--- Start of The records ---

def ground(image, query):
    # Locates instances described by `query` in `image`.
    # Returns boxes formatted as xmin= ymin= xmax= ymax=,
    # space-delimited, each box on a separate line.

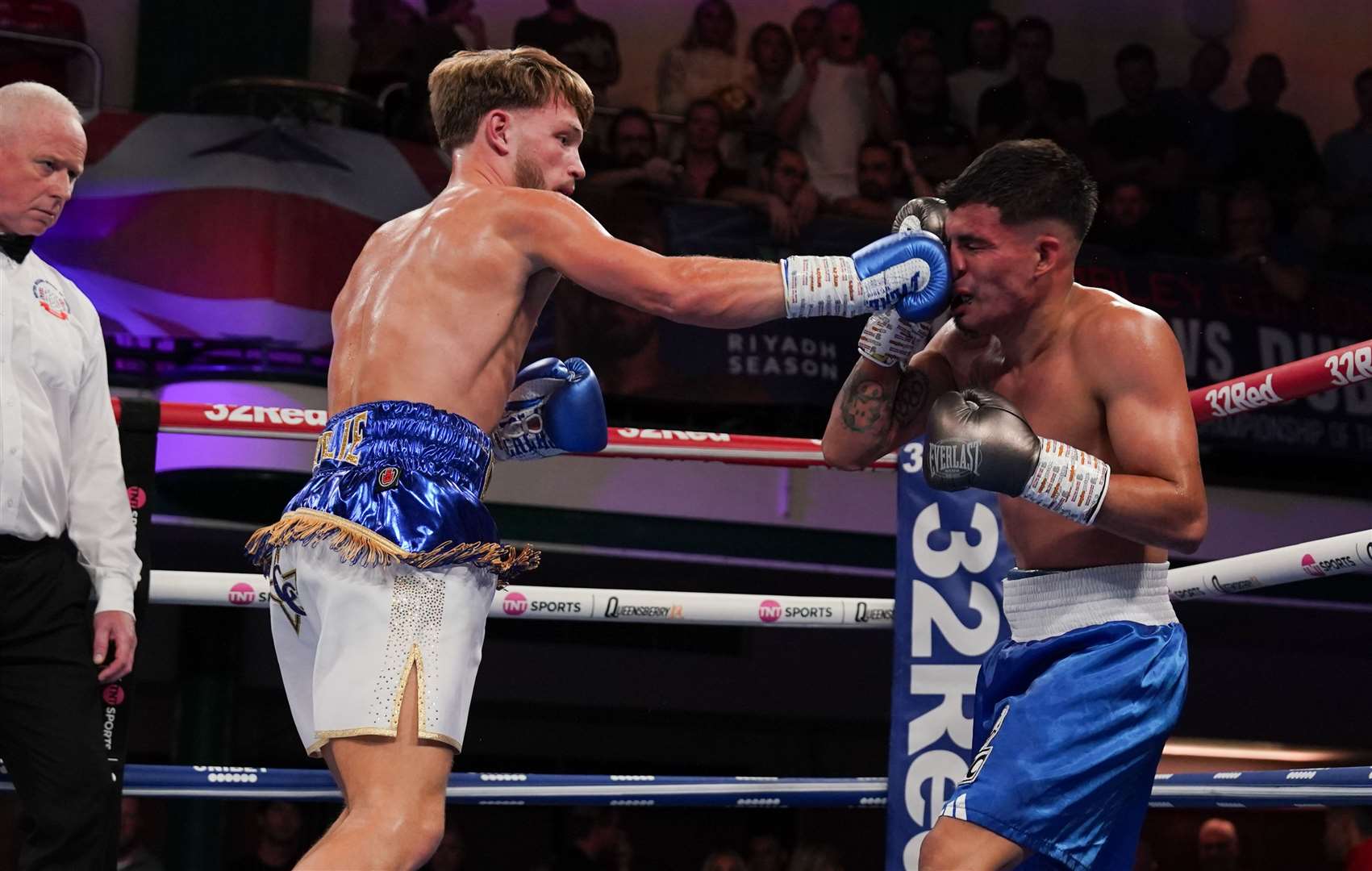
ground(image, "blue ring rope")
xmin=0 ymin=765 xmax=1372 ymax=808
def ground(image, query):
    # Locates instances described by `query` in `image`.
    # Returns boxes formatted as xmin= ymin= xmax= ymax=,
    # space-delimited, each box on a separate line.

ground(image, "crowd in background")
xmin=337 ymin=0 xmax=1372 ymax=299
xmin=110 ymin=798 xmax=1372 ymax=871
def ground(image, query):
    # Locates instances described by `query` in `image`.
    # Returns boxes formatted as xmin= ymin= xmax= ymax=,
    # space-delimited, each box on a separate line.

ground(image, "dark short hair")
xmin=609 ymin=106 xmax=657 ymax=151
xmin=938 ymin=139 xmax=1100 ymax=240
xmin=682 ymin=98 xmax=724 ymax=123
xmin=857 ymin=137 xmax=900 ymax=163
xmin=1015 ymin=15 xmax=1053 ymax=49
xmin=961 ymin=10 xmax=1010 ymax=66
xmin=1116 ymin=43 xmax=1158 ymax=67
xmin=748 ymin=21 xmax=796 ymax=63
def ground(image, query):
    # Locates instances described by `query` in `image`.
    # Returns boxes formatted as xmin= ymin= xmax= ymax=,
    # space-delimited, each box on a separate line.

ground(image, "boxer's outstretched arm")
xmin=518 ymin=190 xmax=786 ymax=327
xmin=1073 ymin=307 xmax=1207 ymax=552
xmin=822 ymin=333 xmax=957 ymax=469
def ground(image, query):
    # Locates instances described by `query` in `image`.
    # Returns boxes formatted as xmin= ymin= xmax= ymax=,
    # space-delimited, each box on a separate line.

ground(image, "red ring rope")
xmin=114 ymin=339 xmax=1372 ymax=469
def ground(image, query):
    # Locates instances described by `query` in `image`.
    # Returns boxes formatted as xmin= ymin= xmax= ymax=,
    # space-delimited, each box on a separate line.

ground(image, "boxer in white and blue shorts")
xmin=943 ymin=562 xmax=1186 ymax=869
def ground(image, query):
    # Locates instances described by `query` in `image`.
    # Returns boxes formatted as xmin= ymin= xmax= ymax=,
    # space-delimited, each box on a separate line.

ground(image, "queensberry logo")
xmin=605 ymin=595 xmax=685 ymax=620
xmin=853 ymin=602 xmax=896 ymax=623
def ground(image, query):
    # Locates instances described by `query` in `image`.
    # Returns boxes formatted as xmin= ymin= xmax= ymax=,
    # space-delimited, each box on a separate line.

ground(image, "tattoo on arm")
xmin=896 ymin=369 xmax=929 ymax=428
xmin=840 ymin=372 xmax=890 ymax=432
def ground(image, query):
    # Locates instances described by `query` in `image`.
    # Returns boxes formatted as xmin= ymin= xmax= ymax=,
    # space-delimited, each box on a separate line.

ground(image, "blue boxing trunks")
xmin=247 ymin=402 xmax=538 ymax=579
xmin=247 ymin=402 xmax=538 ymax=756
xmin=943 ymin=564 xmax=1186 ymax=869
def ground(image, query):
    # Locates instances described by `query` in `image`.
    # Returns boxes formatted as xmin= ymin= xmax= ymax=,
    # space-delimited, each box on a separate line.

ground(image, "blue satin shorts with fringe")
xmin=247 ymin=402 xmax=538 ymax=580
xmin=943 ymin=566 xmax=1186 ymax=871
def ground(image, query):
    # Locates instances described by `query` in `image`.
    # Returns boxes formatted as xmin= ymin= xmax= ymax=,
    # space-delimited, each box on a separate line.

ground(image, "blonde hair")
xmin=429 ymin=45 xmax=595 ymax=151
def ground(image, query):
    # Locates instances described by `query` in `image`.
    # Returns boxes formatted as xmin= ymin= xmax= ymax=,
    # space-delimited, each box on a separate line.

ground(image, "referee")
xmin=0 ymin=82 xmax=140 ymax=871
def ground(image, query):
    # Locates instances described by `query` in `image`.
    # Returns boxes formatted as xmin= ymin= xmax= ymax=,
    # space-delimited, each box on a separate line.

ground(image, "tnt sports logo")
xmin=33 ymin=278 xmax=71 ymax=321
xmin=1301 ymin=554 xmax=1358 ymax=577
xmin=501 ymin=593 xmax=528 ymax=617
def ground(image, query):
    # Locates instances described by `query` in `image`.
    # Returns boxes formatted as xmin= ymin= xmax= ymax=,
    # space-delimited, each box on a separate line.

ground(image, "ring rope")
xmin=114 ymin=339 xmax=1372 ymax=469
xmin=148 ymin=530 xmax=1372 ymax=617
xmin=0 ymin=765 xmax=1372 ymax=808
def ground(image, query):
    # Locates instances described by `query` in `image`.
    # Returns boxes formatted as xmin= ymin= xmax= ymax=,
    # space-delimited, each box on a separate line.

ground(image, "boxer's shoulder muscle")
xmin=1070 ymin=286 xmax=1182 ymax=392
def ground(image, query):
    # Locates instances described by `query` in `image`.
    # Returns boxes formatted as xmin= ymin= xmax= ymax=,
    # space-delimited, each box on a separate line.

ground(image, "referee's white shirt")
xmin=0 ymin=241 xmax=141 ymax=615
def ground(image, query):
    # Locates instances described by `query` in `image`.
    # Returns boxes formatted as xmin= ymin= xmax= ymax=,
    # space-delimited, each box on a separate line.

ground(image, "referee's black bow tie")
xmin=0 ymin=233 xmax=33 ymax=264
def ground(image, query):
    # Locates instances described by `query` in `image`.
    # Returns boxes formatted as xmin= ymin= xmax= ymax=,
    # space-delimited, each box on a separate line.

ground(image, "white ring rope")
xmin=148 ymin=530 xmax=1372 ymax=628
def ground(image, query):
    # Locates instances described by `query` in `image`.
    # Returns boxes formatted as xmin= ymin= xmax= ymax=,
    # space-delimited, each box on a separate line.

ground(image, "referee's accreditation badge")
xmin=33 ymin=278 xmax=71 ymax=321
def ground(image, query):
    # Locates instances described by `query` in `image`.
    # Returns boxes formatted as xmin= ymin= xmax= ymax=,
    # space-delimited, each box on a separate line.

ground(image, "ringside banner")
xmin=886 ymin=442 xmax=1014 ymax=871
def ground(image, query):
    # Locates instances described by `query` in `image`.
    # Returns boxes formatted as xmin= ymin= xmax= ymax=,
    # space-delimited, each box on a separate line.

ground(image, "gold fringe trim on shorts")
xmin=245 ymin=507 xmax=542 ymax=589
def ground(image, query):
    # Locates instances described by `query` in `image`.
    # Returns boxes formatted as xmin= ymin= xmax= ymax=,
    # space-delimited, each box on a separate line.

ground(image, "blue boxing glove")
xmin=782 ymin=220 xmax=949 ymax=321
xmin=491 ymin=356 xmax=607 ymax=460
xmin=857 ymin=196 xmax=951 ymax=369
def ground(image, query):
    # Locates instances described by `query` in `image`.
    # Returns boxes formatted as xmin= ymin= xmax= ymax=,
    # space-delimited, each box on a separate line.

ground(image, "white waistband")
xmin=1003 ymin=562 xmax=1177 ymax=642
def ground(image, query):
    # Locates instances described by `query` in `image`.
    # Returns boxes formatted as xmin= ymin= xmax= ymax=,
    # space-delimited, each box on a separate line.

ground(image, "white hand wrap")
xmin=781 ymin=255 xmax=871 ymax=319
xmin=1020 ymin=436 xmax=1110 ymax=527
xmin=857 ymin=311 xmax=933 ymax=372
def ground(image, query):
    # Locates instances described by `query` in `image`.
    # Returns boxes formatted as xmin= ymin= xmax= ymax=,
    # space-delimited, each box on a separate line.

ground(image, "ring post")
xmin=886 ymin=442 xmax=1014 ymax=871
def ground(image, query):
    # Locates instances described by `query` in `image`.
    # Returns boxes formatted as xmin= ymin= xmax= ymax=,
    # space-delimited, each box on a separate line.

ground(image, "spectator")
xmin=1091 ymin=43 xmax=1186 ymax=192
xmin=700 ymin=850 xmax=748 ymax=871
xmin=114 ymin=795 xmax=162 ymax=871
xmin=0 ymin=0 xmax=85 ymax=96
xmin=1158 ymin=40 xmax=1233 ymax=184
xmin=900 ymin=51 xmax=975 ymax=185
xmin=578 ymin=108 xmax=677 ymax=192
xmin=225 ymin=801 xmax=303 ymax=871
xmin=830 ymin=140 xmax=932 ymax=223
xmin=777 ymin=2 xmax=897 ymax=199
xmin=744 ymin=21 xmax=796 ymax=159
xmin=1324 ymin=67 xmax=1372 ymax=266
xmin=889 ymin=14 xmax=938 ymax=80
xmin=744 ymin=831 xmax=790 ymax=871
xmin=552 ymin=808 xmax=631 ymax=871
xmin=677 ymin=98 xmax=748 ymax=199
xmin=424 ymin=0 xmax=490 ymax=50
xmin=948 ymin=10 xmax=1010 ymax=129
xmin=1324 ymin=808 xmax=1372 ymax=871
xmin=1224 ymin=184 xmax=1310 ymax=302
xmin=1196 ymin=816 xmax=1239 ymax=871
xmin=786 ymin=844 xmax=844 ymax=871
xmin=1086 ymin=178 xmax=1178 ymax=256
xmin=421 ymin=816 xmax=466 ymax=871
xmin=720 ymin=145 xmax=819 ymax=241
xmin=657 ymin=0 xmax=746 ymax=115
xmin=0 ymin=82 xmax=141 ymax=869
xmin=977 ymin=16 xmax=1086 ymax=152
xmin=1233 ymin=55 xmax=1321 ymax=216
xmin=515 ymin=0 xmax=620 ymax=104
xmin=347 ymin=0 xmax=424 ymax=98
xmin=790 ymin=6 xmax=824 ymax=60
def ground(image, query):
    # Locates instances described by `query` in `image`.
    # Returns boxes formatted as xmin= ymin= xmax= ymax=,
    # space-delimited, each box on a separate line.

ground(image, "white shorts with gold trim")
xmin=270 ymin=542 xmax=495 ymax=756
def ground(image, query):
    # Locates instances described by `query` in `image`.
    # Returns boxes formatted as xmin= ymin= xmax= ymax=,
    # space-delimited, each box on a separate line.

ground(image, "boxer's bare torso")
xmin=930 ymin=284 xmax=1186 ymax=568
xmin=329 ymin=184 xmax=561 ymax=429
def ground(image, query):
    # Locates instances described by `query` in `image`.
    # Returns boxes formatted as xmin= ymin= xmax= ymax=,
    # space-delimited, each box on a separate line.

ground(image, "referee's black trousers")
xmin=0 ymin=535 xmax=119 ymax=871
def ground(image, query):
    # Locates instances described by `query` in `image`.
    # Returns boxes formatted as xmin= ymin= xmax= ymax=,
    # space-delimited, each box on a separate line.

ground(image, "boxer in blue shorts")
xmin=824 ymin=140 xmax=1206 ymax=871
xmin=248 ymin=48 xmax=948 ymax=869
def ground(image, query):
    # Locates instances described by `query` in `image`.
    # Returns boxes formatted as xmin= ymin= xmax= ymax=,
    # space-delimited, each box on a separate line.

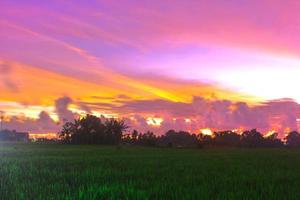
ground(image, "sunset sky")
xmin=0 ymin=0 xmax=300 ymax=137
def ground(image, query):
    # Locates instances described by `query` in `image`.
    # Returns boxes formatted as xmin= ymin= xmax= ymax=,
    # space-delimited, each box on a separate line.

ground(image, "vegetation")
xmin=0 ymin=143 xmax=300 ymax=200
xmin=59 ymin=115 xmax=128 ymax=144
xmin=59 ymin=115 xmax=300 ymax=147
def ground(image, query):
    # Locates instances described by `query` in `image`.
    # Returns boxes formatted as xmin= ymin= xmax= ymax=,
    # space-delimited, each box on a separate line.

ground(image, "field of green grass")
xmin=0 ymin=143 xmax=300 ymax=200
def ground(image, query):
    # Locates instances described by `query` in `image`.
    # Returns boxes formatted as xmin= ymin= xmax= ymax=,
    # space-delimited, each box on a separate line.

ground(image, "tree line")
xmin=59 ymin=115 xmax=300 ymax=147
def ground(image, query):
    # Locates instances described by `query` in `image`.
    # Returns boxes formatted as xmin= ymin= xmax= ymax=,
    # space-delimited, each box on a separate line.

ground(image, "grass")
xmin=0 ymin=143 xmax=300 ymax=200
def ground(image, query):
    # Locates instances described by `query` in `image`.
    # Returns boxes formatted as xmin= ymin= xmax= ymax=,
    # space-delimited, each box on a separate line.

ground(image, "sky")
xmin=0 ymin=0 xmax=300 ymax=137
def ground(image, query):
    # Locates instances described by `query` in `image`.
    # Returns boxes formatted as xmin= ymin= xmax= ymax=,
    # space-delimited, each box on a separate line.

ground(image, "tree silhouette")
xmin=214 ymin=131 xmax=240 ymax=146
xmin=241 ymin=129 xmax=264 ymax=147
xmin=159 ymin=130 xmax=199 ymax=147
xmin=59 ymin=115 xmax=128 ymax=144
xmin=264 ymin=133 xmax=283 ymax=147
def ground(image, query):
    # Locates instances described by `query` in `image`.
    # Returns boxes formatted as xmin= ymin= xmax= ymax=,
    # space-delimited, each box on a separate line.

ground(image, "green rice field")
xmin=0 ymin=143 xmax=300 ymax=200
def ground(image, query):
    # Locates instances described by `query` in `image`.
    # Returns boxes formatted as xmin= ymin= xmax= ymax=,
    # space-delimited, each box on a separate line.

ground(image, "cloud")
xmin=0 ymin=59 xmax=19 ymax=92
xmin=114 ymin=97 xmax=300 ymax=137
xmin=55 ymin=96 xmax=76 ymax=122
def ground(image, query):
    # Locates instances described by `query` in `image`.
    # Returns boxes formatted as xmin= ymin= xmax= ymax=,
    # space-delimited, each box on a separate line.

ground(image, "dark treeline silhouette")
xmin=59 ymin=115 xmax=128 ymax=144
xmin=59 ymin=115 xmax=300 ymax=148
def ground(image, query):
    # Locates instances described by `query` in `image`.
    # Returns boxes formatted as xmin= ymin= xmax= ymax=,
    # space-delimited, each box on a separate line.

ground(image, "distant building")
xmin=0 ymin=130 xmax=29 ymax=142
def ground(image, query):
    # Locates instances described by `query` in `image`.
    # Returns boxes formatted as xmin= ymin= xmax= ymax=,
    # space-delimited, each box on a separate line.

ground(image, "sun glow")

--- End of The records ---

* _Written request_
Copy the listing from its first line through the line containing "xmin=110 ymin=798 xmax=1372 ymax=871", including that line, and leave the pictures out of your answer.

* _Exercise result_
def ground(image, query):
    # Locates instances described by `query` in `image`.
    # Returns boxes formatted as xmin= ymin= xmax= ymax=,
    # space-delimited, each box on a separate line.

ground(image, "blue ring rope")
xmin=0 ymin=765 xmax=1372 ymax=808
def ground(image, query):
    # Locates instances described by `query` in `image`.
    # Returns boxes formatted as xmin= ymin= xmax= ymax=,
    # space-delimited, each box on a separate line.

ground(image, "crowd in background")
xmin=337 ymin=0 xmax=1372 ymax=299
xmin=110 ymin=798 xmax=1372 ymax=871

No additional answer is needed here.